=== 抜粋本文 ===
○ ○ ○ ○

名作漫画「AKIRA」についての私見です。
難解で知られる本作ですが、個人的に理解しているところを書いてみます。

「AKIRA」の最大の謎は、AKIRAの力とは何なのか?です。
一般的には原爆、あるいはそれ以上の破壊兵器のことだと言われていますが、個人的にはあまり腑に落ちません。

結論から言うと、AKIRAの力とは「流れ」です。
一方、哲雄の力は「点の力」と言うことができます。
この「流れ」と「点」という視点で漫画「AKIRA」を読み解くと、個人的にはすとんと腑に落ちてきます。

「流れ」と「点」

まず一旦作品を置いておき、力について考えてみましょう。
物理的な力として、仮に原爆が最強だとします。
この原爆そのものは「点」の力です。
それ自体はとてつもなく強いものですが、この力は突然現れたのではありません。
人類が誕生し、文明を構築し、化学を生み、その化学の到達点が原爆ということになります。
もっと言えば、人類が生まれる前の歴史や時間、さらには地球が生まれる前の時間も「流れ」として存在していますよね。

ここで原爆の力に対し、ふたつの概念が生まれます。

1、「流れ」を内包した力としての原爆
2、それ自体の力としての原爆

1がAKIRAの力、2が哲雄の力です。
表面的な威力は仮に同じ程度だったとしても、中身が全然違います。
以下、「流れ」を内包した力としてのAKIRAの特徴と、「点」の力としての哲雄の特徴を比較してみましょう。

AKIRAの特徴

AKIRAの力が「流れ」の力である証拠は、金田がAKIRAに取り込まれたときの表現を見れば分かります。
AKIRAに取り込まれた金田は、自身の過去と対面します。
AKIRAは「流れ」なので、当然金田のこれまでの人生も含んでいます。
金田はさらにそこから人類の歴史のようなものを体験します。
これもAKIRAに内包されている「流れ」です。
AKIRAには人類はもちろん、宇宙の始まりからの「流れ」全てが詰まっているので、どんな力を持ってしても絶対に敵いません。
それが、AKIRAが「絶対の力」と呼ばれる所以です。

また、AKIRAが力を発動した後、必ずその先の「再生」が描かれます。
これは、原爆という人類が到達した最強の破壊兵器を日本に対して使用した後に、日本が再生し、さらには人類がこの兵器をなんとかコントロールしようとしてきた「流れ」と似ています。

○ ○ ○ ○

=== 指示内容 ===
漫画「AKIRA」を論じた本文から、「この原爆そのものは「点」の力です。」で始まり「表面的な威力は仮に同じ程度だったとしても、中身が全然違います。」で終わる部分を、両端の語句も含めて一字一句変えずに抜き出してください。

○ ○ ○ ○

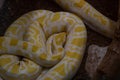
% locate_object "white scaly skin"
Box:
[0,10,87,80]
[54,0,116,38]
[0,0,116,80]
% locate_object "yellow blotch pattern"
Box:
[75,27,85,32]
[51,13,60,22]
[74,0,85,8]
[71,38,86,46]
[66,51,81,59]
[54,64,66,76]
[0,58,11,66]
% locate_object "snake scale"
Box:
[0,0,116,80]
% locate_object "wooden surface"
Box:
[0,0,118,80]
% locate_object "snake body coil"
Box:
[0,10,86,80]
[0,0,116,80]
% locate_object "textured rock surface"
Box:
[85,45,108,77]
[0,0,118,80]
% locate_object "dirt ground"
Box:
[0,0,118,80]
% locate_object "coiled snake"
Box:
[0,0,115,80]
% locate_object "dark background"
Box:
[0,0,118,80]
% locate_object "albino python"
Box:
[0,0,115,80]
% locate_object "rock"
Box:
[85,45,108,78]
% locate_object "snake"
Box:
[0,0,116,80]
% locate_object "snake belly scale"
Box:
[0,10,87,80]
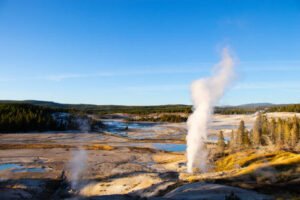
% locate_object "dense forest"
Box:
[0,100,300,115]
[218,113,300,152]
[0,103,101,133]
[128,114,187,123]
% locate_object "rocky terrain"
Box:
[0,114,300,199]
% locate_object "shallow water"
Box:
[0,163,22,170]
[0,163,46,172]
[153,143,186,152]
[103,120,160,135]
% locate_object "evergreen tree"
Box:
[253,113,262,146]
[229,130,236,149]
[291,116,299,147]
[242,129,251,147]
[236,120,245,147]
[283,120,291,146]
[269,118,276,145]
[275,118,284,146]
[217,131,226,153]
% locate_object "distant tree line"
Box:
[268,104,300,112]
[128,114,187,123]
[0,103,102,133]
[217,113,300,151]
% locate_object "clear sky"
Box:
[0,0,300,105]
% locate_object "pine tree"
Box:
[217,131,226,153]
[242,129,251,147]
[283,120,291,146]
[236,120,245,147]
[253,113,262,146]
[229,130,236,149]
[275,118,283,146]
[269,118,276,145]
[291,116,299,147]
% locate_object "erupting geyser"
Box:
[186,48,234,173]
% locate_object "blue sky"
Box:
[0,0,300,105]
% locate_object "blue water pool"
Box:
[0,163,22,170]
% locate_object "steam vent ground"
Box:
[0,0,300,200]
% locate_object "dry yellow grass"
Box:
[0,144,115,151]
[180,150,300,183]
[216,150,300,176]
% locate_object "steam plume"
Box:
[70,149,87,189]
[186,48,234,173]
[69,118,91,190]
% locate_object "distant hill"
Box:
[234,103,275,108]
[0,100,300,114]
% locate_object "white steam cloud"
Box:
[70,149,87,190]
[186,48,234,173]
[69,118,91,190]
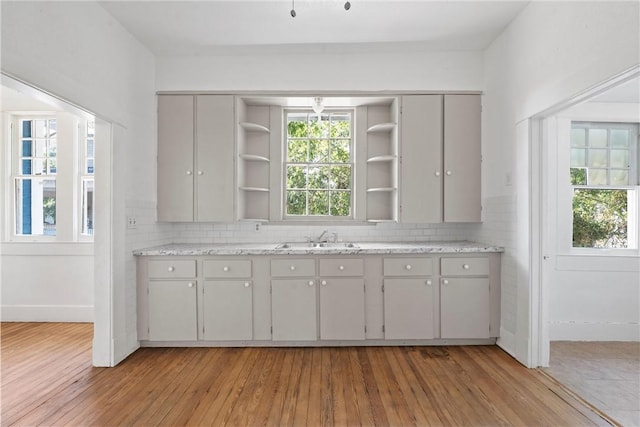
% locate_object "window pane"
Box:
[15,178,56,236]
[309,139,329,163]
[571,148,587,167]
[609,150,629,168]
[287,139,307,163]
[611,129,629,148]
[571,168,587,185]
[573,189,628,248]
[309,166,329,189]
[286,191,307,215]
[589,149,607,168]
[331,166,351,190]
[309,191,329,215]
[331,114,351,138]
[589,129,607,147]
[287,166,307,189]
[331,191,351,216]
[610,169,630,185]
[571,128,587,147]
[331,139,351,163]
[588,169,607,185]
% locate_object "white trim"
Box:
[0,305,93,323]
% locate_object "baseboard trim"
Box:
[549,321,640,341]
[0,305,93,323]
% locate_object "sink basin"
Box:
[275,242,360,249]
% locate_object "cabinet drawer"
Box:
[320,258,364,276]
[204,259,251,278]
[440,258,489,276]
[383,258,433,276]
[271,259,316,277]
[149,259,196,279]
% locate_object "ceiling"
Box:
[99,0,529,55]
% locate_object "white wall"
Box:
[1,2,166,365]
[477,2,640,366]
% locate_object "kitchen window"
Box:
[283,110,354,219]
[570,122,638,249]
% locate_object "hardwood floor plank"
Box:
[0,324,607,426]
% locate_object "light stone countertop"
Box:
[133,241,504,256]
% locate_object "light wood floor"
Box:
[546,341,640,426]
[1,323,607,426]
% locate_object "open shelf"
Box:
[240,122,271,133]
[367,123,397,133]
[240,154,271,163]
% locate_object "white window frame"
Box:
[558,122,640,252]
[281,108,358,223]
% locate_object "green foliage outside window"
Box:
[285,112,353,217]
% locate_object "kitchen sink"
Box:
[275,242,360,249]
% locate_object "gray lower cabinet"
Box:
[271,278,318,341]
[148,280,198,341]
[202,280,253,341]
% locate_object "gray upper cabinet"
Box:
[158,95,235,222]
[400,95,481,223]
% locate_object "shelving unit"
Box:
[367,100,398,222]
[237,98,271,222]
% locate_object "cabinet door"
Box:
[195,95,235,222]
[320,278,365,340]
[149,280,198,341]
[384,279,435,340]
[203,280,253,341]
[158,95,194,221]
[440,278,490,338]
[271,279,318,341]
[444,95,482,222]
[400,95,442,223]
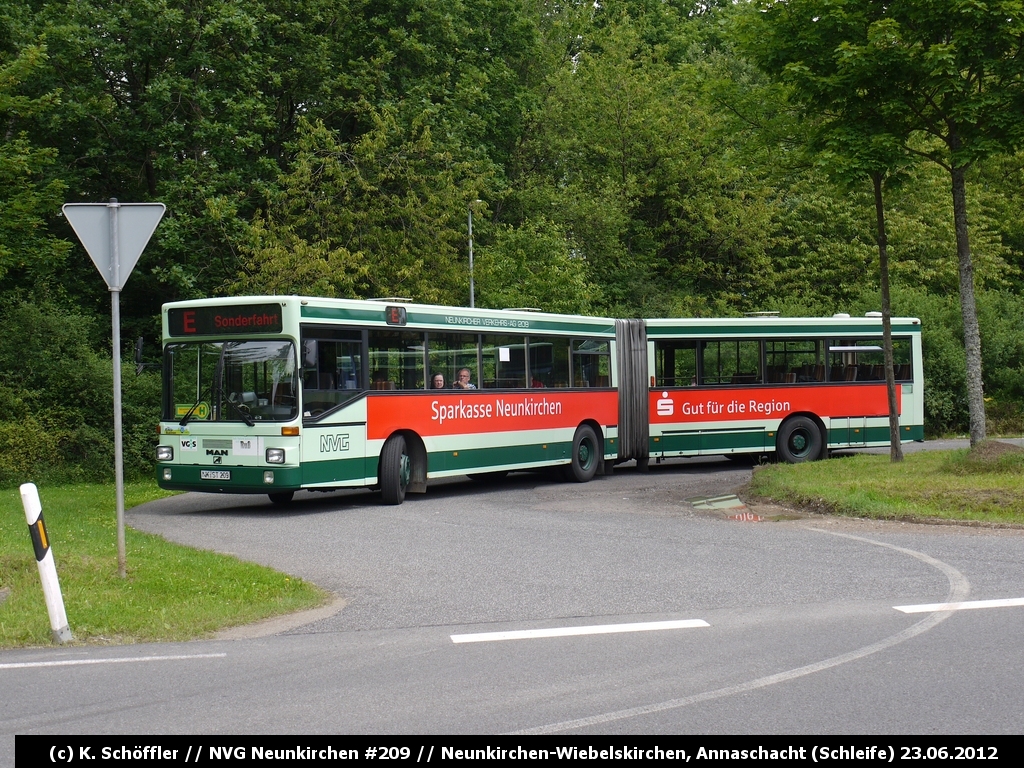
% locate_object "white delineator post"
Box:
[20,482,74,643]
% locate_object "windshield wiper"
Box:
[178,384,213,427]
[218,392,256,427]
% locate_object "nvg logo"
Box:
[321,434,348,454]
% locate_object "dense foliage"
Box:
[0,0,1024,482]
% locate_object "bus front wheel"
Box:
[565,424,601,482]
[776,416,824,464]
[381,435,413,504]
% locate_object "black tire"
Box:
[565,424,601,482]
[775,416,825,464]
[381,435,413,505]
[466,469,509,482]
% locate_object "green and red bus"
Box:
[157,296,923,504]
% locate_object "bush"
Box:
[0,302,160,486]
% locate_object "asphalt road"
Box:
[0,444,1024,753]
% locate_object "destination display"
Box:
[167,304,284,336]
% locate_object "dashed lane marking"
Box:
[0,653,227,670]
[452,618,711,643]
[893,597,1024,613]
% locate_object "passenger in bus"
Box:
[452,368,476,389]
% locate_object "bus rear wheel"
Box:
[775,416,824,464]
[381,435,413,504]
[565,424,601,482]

○ ○ ○ ○

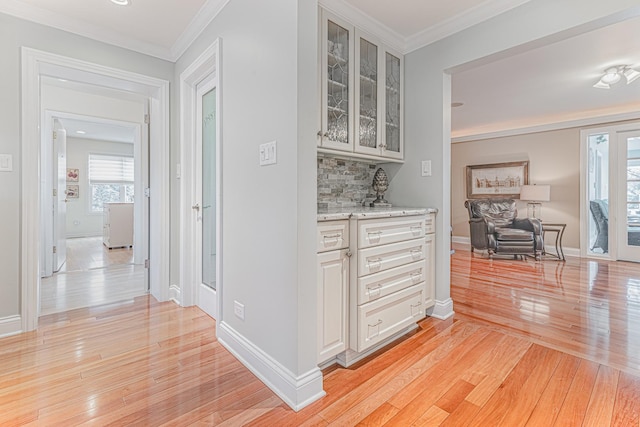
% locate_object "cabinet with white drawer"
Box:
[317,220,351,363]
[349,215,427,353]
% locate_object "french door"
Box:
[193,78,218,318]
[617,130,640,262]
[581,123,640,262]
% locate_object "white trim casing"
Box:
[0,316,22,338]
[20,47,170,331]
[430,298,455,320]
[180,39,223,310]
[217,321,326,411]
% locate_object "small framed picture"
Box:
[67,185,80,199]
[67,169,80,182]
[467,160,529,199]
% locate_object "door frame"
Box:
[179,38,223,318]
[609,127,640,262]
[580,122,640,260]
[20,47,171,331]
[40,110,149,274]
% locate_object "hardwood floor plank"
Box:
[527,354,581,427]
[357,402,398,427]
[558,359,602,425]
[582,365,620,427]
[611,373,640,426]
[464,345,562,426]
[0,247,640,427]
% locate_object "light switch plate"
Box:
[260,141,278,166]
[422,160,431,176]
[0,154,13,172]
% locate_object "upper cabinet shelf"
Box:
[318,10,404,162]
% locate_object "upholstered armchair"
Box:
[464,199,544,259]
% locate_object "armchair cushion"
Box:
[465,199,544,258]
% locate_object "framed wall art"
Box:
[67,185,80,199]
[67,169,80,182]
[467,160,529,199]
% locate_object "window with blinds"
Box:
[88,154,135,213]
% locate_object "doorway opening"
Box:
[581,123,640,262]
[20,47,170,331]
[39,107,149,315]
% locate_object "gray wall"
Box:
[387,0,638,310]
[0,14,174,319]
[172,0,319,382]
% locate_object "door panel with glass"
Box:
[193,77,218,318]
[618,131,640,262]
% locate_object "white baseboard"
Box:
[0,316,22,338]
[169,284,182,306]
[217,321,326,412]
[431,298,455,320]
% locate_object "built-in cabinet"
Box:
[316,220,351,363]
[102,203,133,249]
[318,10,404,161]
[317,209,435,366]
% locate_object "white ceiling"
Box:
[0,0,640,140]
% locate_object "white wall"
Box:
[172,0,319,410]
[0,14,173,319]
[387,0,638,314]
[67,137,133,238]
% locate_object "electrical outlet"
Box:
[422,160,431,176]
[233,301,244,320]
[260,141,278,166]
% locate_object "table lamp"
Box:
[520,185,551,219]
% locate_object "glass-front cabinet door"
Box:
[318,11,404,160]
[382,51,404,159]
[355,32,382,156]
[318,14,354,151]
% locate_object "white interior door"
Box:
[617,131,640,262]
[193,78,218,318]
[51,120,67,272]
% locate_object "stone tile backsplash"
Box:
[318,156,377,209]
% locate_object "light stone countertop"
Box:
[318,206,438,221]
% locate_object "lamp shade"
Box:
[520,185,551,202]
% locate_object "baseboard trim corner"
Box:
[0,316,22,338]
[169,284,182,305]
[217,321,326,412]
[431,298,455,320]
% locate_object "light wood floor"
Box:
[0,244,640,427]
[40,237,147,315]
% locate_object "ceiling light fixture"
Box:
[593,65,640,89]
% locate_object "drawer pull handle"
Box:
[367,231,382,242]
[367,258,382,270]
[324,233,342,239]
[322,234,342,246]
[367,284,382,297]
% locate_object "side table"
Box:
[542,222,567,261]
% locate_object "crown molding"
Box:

○ ○ ○ ○

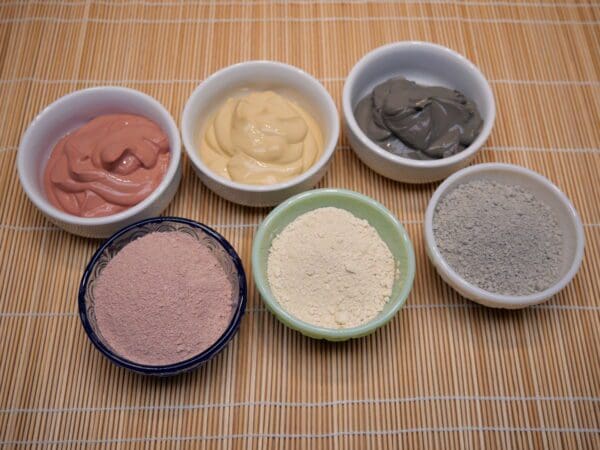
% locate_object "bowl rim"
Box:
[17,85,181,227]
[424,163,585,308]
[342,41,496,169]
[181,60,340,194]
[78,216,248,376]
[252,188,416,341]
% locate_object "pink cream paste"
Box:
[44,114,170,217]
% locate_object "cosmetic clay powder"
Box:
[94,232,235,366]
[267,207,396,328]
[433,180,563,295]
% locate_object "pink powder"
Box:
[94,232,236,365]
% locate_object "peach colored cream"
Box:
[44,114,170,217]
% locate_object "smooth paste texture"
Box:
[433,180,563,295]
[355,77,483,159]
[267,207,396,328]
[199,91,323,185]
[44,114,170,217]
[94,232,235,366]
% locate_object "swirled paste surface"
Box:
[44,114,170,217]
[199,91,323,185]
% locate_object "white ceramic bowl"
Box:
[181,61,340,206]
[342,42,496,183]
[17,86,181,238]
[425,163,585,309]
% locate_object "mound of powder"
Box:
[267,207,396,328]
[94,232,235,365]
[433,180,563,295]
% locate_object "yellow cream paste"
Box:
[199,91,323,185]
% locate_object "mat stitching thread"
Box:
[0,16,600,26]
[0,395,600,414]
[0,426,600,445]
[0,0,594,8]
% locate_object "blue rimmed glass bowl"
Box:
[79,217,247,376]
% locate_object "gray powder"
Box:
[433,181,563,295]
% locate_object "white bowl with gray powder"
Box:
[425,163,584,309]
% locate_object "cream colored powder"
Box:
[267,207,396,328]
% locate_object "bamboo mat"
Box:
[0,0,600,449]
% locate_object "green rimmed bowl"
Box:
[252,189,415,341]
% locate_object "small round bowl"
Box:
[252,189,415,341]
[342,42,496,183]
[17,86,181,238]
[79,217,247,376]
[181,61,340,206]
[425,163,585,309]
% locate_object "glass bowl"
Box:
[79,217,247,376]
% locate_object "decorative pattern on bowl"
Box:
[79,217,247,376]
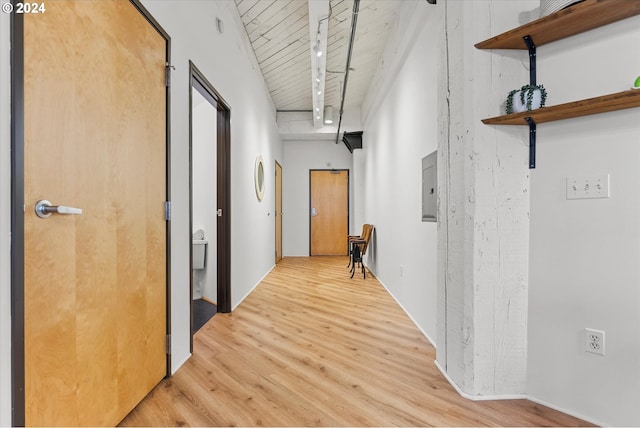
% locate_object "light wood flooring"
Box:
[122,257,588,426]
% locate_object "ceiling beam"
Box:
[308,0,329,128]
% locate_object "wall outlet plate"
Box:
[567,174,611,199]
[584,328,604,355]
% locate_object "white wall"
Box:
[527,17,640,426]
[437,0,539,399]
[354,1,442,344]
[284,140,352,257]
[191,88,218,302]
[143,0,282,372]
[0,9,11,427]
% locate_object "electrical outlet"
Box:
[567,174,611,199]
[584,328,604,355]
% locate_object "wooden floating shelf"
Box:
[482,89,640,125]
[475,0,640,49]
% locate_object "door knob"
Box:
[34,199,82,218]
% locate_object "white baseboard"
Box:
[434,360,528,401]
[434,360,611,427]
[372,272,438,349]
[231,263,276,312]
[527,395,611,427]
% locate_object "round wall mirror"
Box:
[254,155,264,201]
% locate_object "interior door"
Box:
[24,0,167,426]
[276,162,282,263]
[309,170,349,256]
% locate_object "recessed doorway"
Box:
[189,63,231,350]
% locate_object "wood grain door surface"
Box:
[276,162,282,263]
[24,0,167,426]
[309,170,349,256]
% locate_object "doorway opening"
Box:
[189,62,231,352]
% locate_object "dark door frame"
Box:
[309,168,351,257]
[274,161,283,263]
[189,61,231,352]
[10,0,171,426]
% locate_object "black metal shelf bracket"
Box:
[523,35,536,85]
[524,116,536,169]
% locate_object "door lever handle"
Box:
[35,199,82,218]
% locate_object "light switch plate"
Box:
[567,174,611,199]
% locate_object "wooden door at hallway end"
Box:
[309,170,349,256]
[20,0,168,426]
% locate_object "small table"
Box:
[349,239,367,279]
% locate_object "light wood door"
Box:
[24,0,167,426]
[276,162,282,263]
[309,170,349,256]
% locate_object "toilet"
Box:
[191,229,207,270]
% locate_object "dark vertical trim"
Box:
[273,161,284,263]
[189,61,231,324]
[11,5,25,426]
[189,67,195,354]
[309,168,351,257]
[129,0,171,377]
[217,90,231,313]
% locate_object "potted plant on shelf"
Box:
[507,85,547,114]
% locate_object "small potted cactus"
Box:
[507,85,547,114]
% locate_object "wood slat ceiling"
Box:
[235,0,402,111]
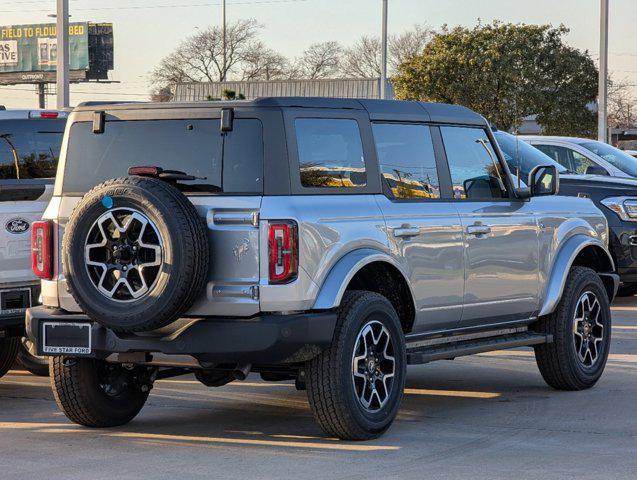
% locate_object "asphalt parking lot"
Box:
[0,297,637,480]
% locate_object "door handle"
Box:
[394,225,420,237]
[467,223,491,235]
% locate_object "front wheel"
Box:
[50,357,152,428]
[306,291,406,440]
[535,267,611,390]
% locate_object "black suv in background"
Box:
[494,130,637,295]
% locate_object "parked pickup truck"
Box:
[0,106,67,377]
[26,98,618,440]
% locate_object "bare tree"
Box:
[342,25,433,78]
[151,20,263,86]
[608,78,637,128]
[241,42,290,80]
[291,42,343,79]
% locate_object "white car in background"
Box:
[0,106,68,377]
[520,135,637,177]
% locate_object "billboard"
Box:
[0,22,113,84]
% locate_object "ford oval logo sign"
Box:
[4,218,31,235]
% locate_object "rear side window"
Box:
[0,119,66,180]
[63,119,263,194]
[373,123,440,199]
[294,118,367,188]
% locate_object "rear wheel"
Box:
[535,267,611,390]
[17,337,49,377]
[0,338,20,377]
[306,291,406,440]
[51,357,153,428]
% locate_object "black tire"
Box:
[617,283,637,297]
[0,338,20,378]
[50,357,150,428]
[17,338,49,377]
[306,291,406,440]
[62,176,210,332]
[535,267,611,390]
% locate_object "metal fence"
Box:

○ ○ ○ ○

=== 想定解答 ===
この原爆そのものは「点」の力です。
それ自体はとてつもなく強いものですが、この力は突然現れたのではありません。
人類が誕生し、文明を構築し、化学を生み、その化学の到達点が原爆ということになります。
もっと言えば、人類が生まれる前の歴史や時間、さらには地球が生まれる前の時間も「流れ」として存在していますよね。

ここで原爆の力に対し、ふたつの概念が生まれます。

1、「流れ」を内包した力としての原爆
2、それ自体の力としての原爆

1がAKIRAの力、2が哲雄の力です。
表面的な威力は仮に同じ程度だったとしても、中身が全然違います。